# Text block start

Skip to main content

Model Quantization

This guide explains how to quantize trained Spectrum Analyzer models to different precision levels for deployment optimization.

Repository: GitHub
Pre-trained Models: Google Drive

Overview

Model quantization reduces the precision of model weights and activations to decrease model size and improve inference speed, making models more suitable for deployment on resource-constrained devices.

The quantize_model.py script supports multiple quantization types:

  • FP16: Half precision floating point
  • Dynamic INT8: Weights quantized, activations remain FP32
  • Static INT8: Both weights and activations quantized
  • Per-Channel INT8: Static INT8 with per-channel quantization scales

Why Quantize?

Benefits:

  • Reduced Model Size: 2-4x compression
  • Faster Inference: Especially on CPUs and edge devices
  • Lower Memory Usage: Important for deployment
  • Better Energy Efficiency: Reduced computation requirements

Trade-offs:

  • Slight accuracy degradation (typically <2% mAP)

# Text block end

Tasks -
1 > In the model quantization guide, which quantization type quantizes the weights but leaves activations in FP32?
2 > Print the part of the model quantization guide that opens with the words containing "Skip to main" and closes with "for deployment optimization.".

# Material start

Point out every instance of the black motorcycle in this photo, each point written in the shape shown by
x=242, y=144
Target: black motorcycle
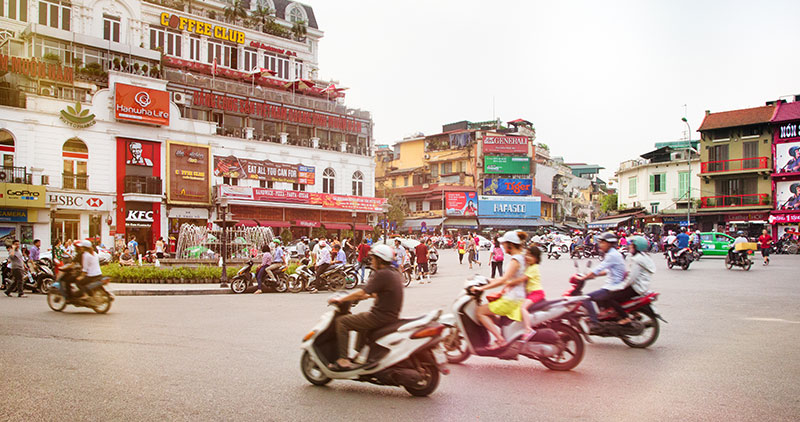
x=65, y=292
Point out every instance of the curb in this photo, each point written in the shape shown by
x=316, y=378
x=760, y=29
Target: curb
x=186, y=292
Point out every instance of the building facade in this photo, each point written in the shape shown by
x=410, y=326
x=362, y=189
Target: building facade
x=130, y=118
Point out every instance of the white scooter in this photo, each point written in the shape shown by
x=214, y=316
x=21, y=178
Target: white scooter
x=556, y=343
x=407, y=353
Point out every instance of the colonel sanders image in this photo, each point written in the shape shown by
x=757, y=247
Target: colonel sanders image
x=136, y=155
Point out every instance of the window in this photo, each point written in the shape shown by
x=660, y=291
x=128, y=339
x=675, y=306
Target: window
x=328, y=178
x=683, y=185
x=55, y=14
x=76, y=157
x=358, y=183
x=111, y=28
x=658, y=183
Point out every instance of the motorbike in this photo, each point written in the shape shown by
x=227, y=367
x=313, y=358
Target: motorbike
x=406, y=353
x=64, y=292
x=739, y=259
x=245, y=279
x=678, y=257
x=556, y=344
x=642, y=332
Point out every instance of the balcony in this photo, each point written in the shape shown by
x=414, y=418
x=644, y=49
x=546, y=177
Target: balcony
x=147, y=185
x=723, y=201
x=735, y=165
x=75, y=181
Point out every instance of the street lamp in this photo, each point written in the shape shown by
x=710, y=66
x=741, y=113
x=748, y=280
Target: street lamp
x=689, y=179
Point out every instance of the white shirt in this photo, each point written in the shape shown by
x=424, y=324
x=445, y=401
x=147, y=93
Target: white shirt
x=91, y=264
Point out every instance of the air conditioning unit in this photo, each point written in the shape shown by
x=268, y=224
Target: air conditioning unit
x=179, y=98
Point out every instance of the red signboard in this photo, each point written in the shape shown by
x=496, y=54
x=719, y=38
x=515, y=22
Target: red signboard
x=141, y=105
x=505, y=144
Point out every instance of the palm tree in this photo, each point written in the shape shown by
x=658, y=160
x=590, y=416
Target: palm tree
x=235, y=11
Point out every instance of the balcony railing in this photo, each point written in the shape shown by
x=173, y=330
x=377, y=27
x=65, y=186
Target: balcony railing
x=143, y=184
x=739, y=164
x=734, y=200
x=15, y=175
x=75, y=181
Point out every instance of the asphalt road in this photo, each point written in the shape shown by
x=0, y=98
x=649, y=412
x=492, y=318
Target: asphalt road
x=729, y=352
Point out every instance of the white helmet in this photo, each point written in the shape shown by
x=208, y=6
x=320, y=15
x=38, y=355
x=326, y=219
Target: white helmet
x=383, y=252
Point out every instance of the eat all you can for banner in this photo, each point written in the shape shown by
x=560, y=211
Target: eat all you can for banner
x=506, y=165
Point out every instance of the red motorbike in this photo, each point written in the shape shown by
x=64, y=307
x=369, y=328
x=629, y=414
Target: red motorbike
x=645, y=326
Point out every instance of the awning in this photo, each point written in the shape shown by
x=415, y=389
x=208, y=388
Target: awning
x=268, y=223
x=611, y=222
x=416, y=224
x=461, y=222
x=513, y=222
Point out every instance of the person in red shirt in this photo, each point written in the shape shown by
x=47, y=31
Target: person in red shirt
x=764, y=243
x=363, y=256
x=421, y=251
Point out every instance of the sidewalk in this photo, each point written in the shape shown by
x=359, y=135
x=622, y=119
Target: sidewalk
x=144, y=289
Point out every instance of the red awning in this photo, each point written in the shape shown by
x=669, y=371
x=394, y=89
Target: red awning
x=266, y=223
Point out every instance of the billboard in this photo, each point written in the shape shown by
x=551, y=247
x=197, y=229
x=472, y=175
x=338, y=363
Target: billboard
x=506, y=165
x=787, y=157
x=787, y=195
x=188, y=173
x=505, y=144
x=461, y=203
x=516, y=187
x=141, y=105
x=510, y=206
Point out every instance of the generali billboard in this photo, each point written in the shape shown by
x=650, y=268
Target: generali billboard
x=141, y=105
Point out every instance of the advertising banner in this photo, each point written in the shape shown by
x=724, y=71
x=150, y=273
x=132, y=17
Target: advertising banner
x=141, y=105
x=461, y=203
x=787, y=157
x=509, y=206
x=245, y=168
x=506, y=165
x=188, y=173
x=787, y=195
x=516, y=187
x=505, y=144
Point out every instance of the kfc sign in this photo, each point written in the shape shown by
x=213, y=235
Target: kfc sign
x=141, y=105
x=135, y=216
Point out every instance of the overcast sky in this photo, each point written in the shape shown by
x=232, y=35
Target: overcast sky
x=601, y=80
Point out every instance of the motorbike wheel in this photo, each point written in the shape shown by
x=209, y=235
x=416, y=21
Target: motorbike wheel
x=56, y=301
x=46, y=284
x=651, y=330
x=311, y=371
x=572, y=353
x=430, y=377
x=103, y=301
x=238, y=285
x=455, y=346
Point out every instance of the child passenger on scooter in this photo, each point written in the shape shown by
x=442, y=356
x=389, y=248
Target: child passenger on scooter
x=533, y=287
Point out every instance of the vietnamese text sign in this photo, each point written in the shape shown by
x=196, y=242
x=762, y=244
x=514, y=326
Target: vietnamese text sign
x=188, y=178
x=461, y=203
x=516, y=187
x=506, y=165
x=509, y=206
x=505, y=144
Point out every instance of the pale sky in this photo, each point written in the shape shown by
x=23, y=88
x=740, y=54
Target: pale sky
x=601, y=80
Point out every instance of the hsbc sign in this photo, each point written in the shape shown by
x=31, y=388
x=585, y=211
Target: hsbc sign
x=76, y=201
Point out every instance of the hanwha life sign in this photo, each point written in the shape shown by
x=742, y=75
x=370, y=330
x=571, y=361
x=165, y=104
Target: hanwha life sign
x=141, y=105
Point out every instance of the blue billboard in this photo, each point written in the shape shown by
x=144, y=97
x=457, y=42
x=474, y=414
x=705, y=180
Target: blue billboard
x=515, y=187
x=509, y=206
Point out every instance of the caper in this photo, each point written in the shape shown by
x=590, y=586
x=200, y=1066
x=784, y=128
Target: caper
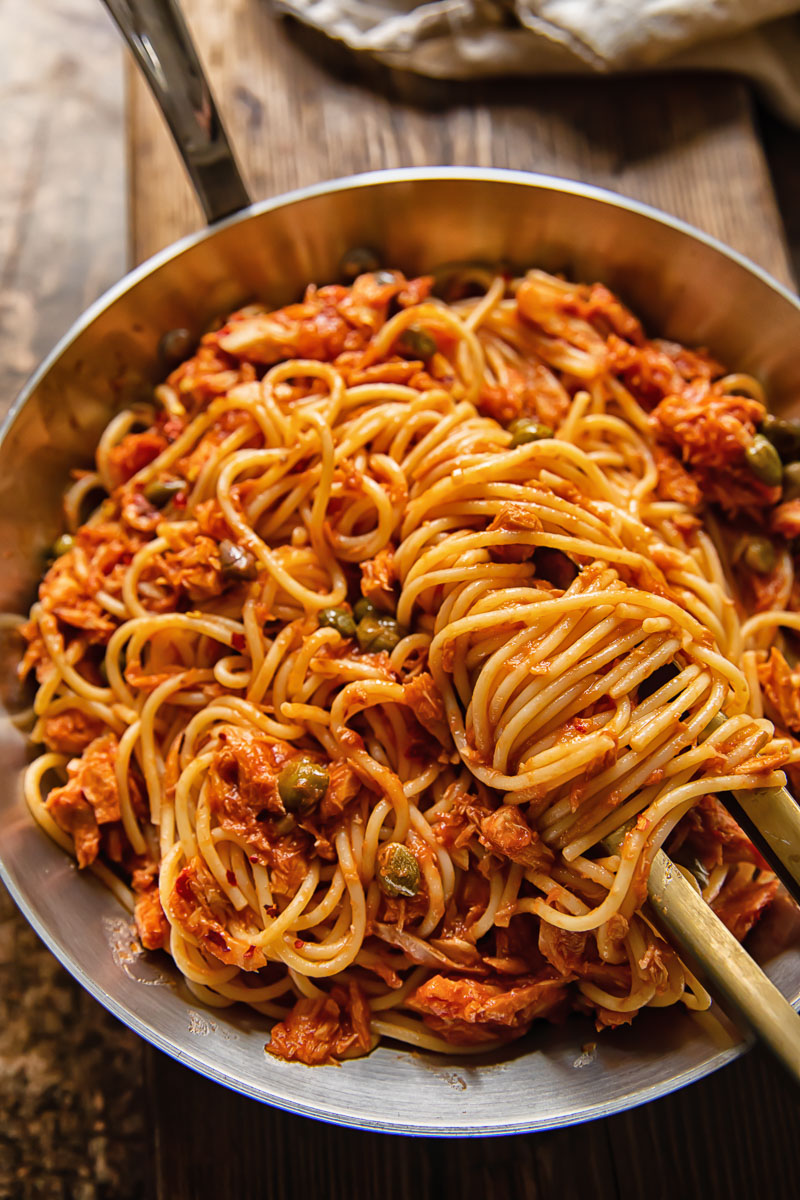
x=758, y=555
x=764, y=461
x=364, y=607
x=792, y=481
x=398, y=871
x=341, y=619
x=525, y=430
x=416, y=343
x=175, y=346
x=301, y=785
x=62, y=545
x=160, y=492
x=785, y=436
x=359, y=261
x=236, y=563
x=377, y=634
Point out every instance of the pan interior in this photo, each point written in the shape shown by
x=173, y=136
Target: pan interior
x=684, y=286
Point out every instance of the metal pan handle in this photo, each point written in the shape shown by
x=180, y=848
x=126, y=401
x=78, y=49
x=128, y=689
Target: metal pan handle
x=162, y=46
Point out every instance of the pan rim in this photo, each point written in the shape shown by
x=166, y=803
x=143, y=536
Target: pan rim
x=202, y=1062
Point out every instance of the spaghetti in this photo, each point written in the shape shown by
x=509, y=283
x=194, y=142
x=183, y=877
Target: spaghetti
x=391, y=609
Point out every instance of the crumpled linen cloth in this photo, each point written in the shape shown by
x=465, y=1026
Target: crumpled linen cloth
x=467, y=39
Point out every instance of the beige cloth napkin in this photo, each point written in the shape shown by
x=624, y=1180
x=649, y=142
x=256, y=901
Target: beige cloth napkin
x=464, y=39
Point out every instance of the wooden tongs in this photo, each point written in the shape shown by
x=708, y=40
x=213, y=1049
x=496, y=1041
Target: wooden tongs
x=771, y=817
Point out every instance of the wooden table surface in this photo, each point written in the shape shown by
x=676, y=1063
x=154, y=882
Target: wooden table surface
x=300, y=113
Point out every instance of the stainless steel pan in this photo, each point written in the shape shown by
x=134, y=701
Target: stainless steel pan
x=686, y=286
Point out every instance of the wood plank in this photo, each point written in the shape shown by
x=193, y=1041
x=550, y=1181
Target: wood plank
x=71, y=1090
x=687, y=147
x=300, y=112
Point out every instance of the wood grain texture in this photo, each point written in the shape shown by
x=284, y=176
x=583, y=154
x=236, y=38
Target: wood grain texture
x=685, y=145
x=733, y=1135
x=300, y=112
x=71, y=1092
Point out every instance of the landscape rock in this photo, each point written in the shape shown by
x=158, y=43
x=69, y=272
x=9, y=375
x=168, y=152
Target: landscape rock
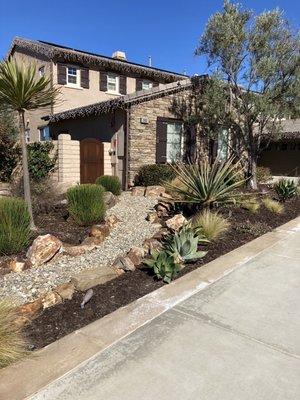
x=43, y=249
x=110, y=199
x=136, y=255
x=176, y=222
x=66, y=290
x=92, y=277
x=50, y=299
x=138, y=191
x=154, y=191
x=124, y=263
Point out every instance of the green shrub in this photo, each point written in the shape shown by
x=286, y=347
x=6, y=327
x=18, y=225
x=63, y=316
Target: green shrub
x=211, y=225
x=206, y=185
x=163, y=265
x=154, y=174
x=286, y=189
x=86, y=204
x=183, y=245
x=263, y=174
x=40, y=160
x=273, y=206
x=12, y=345
x=14, y=225
x=110, y=183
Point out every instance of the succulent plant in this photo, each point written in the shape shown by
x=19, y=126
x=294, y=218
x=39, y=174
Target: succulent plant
x=183, y=245
x=163, y=264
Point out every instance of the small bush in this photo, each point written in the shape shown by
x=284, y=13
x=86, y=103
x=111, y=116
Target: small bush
x=110, y=183
x=286, y=189
x=12, y=345
x=86, y=204
x=273, y=206
x=211, y=225
x=251, y=205
x=14, y=225
x=154, y=174
x=263, y=174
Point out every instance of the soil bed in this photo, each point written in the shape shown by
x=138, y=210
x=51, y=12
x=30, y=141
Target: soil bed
x=66, y=317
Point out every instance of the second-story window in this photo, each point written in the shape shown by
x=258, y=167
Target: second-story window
x=72, y=76
x=113, y=83
x=146, y=85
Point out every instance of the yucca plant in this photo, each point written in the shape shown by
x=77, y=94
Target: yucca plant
x=14, y=225
x=110, y=183
x=12, y=345
x=286, y=189
x=273, y=206
x=86, y=204
x=206, y=185
x=183, y=245
x=22, y=89
x=210, y=224
x=163, y=264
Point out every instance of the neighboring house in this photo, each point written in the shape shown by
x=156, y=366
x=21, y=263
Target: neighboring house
x=283, y=156
x=84, y=78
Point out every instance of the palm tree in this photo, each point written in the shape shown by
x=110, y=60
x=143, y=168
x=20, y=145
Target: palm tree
x=21, y=89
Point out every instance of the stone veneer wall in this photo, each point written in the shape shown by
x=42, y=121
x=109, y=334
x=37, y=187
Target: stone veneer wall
x=142, y=137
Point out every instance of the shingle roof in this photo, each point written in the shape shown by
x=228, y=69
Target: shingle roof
x=121, y=102
x=60, y=53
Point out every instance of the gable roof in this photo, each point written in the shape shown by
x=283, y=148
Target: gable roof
x=121, y=102
x=56, y=52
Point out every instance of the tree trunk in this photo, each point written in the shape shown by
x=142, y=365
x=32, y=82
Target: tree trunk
x=26, y=182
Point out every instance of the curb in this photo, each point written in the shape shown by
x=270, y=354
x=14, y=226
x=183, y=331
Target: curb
x=23, y=379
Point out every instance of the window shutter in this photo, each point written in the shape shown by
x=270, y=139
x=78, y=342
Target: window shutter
x=84, y=78
x=138, y=84
x=61, y=74
x=123, y=84
x=103, y=81
x=161, y=141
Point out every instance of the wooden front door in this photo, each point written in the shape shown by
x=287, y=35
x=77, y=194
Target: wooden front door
x=91, y=160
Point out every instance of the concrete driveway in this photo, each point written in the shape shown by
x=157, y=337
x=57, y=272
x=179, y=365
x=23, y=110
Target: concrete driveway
x=239, y=338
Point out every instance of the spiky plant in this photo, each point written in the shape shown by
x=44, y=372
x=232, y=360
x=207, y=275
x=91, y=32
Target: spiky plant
x=183, y=245
x=210, y=224
x=163, y=264
x=12, y=345
x=204, y=184
x=273, y=206
x=22, y=89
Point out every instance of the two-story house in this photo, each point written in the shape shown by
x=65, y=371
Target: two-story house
x=84, y=78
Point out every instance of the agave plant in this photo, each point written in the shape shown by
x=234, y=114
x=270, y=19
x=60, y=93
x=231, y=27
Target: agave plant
x=183, y=245
x=163, y=265
x=286, y=189
x=206, y=184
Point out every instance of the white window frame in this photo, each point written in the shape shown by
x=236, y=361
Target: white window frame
x=72, y=84
x=116, y=79
x=147, y=85
x=170, y=160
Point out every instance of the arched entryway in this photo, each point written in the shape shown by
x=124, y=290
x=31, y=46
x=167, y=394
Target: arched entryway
x=91, y=160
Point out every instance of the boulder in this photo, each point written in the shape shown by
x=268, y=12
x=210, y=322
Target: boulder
x=110, y=199
x=66, y=290
x=43, y=249
x=136, y=255
x=176, y=222
x=154, y=191
x=93, y=277
x=138, y=191
x=124, y=263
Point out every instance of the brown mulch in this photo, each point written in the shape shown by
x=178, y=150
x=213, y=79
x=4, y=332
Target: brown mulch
x=64, y=318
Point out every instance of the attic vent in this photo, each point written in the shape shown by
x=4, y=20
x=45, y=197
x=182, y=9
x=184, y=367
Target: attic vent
x=120, y=55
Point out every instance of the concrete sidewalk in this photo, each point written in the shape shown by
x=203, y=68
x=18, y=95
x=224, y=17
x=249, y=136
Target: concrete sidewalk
x=237, y=339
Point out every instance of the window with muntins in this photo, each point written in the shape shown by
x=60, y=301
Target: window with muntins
x=174, y=141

# Material end

Completed exercise -
1 > Dynamic INT8

2 >
Skip to main content

Model Quantization

This guide explains how to quantize trained Spectrum Analyzer models to different precision levels for deployment optimization.